◆ EXERCISE BRIEF ◆
Go to the line in the entries below that holds "notation: point(81, 176)." and repeat exactly from there through the line that holds "notation: point(79, 74).", inclusive.

◆ EXTRACTED MATERIAL ◆
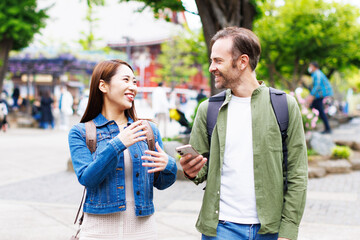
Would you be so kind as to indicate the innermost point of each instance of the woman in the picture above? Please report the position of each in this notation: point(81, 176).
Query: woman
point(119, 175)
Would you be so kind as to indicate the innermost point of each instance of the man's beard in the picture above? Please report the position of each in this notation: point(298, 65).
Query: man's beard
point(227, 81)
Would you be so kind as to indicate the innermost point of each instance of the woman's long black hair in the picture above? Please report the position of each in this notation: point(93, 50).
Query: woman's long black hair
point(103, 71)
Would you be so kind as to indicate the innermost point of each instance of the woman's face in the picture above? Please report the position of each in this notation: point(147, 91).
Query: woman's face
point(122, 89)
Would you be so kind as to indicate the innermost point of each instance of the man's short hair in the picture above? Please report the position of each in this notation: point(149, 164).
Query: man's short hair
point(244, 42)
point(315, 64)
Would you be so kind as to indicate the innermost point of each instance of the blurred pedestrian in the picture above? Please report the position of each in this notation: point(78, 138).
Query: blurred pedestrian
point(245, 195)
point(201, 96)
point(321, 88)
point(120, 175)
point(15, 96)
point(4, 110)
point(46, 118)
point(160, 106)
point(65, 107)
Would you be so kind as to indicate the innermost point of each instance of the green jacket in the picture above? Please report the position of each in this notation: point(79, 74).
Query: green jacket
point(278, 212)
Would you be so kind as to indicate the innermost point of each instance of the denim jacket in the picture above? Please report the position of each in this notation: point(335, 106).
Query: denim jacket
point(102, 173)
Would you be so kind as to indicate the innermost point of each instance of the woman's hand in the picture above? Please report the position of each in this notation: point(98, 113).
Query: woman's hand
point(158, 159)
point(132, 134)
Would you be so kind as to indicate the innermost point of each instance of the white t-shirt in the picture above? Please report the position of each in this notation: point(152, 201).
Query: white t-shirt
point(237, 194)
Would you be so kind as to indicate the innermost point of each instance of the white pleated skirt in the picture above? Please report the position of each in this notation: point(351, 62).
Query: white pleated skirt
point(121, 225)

* * *

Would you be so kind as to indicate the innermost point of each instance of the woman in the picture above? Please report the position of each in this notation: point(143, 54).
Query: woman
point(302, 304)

--

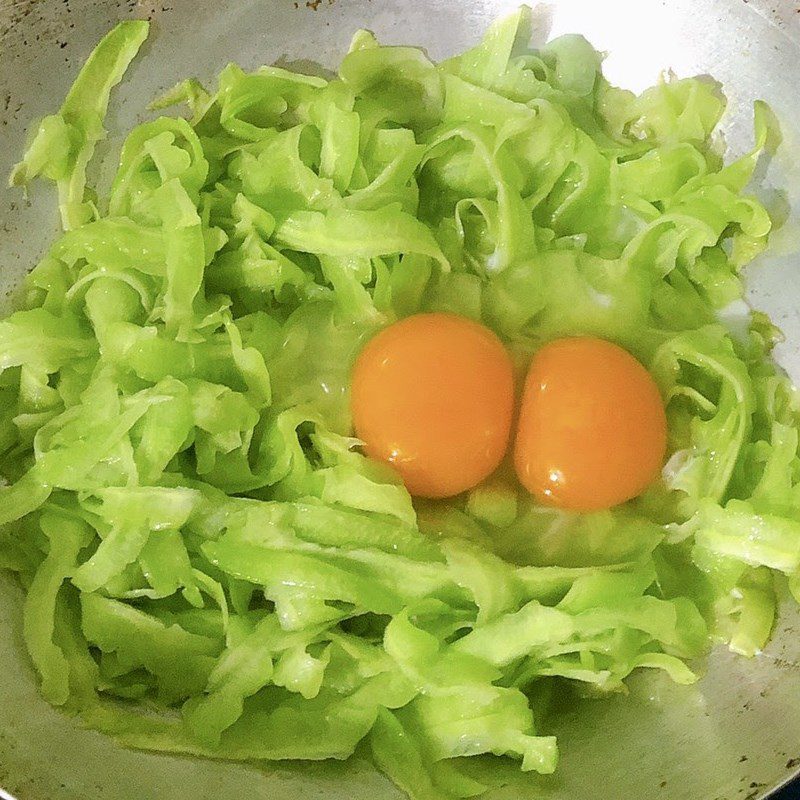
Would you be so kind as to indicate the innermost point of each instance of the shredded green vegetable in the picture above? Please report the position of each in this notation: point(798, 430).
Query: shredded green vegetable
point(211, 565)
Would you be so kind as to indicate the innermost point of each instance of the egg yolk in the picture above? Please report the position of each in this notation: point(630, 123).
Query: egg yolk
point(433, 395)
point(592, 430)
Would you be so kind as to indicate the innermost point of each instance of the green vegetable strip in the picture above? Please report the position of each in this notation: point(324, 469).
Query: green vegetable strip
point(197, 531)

◆ COMPLETED TASK ◆
Would you be so kind as to indicate the innermost point of each instance of the woman in the picture above? Please report the position of each in this notation: point(81, 176).
Query: woman
point(119, 175)
Would you be so kind as to indicate the innermost point of each instance of the man's beard in the picture above? Please report the position of each in this notation: point(298, 65).
Query: man's beard
point(227, 81)
Would you be so kind as to indicate the innermost point of each instance of the woman's long black hair in the picture above? Please report the position of each in this notation: point(93, 50).
Query: woman's long black hair
point(103, 71)
Would you be so kind as to indicate the innermost point of each instance of the woman's face in the picture above? Please report the position of each in this notation: point(147, 91).
Query: woman's face
point(122, 89)
Would you be so kind as to indicate the innermost point of each instance of the man's short hair in the picture above? Please report the position of each in this notation: point(149, 164).
Query: man's short hair
point(244, 42)
point(315, 64)
Would you be so kind as to indicate the innermost point of each instance of the blurred pedestrian in the picture above? Please report the position of each in this notation: point(78, 138).
Query: blurred pedestrian
point(245, 195)
point(201, 96)
point(321, 88)
point(120, 175)
point(15, 96)
point(4, 110)
point(46, 118)
point(160, 106)
point(65, 107)
Would you be so kind as to indicate the innermost point of each instance of the green jacket in the picture above? Please report the position of each in this notation: point(79, 74).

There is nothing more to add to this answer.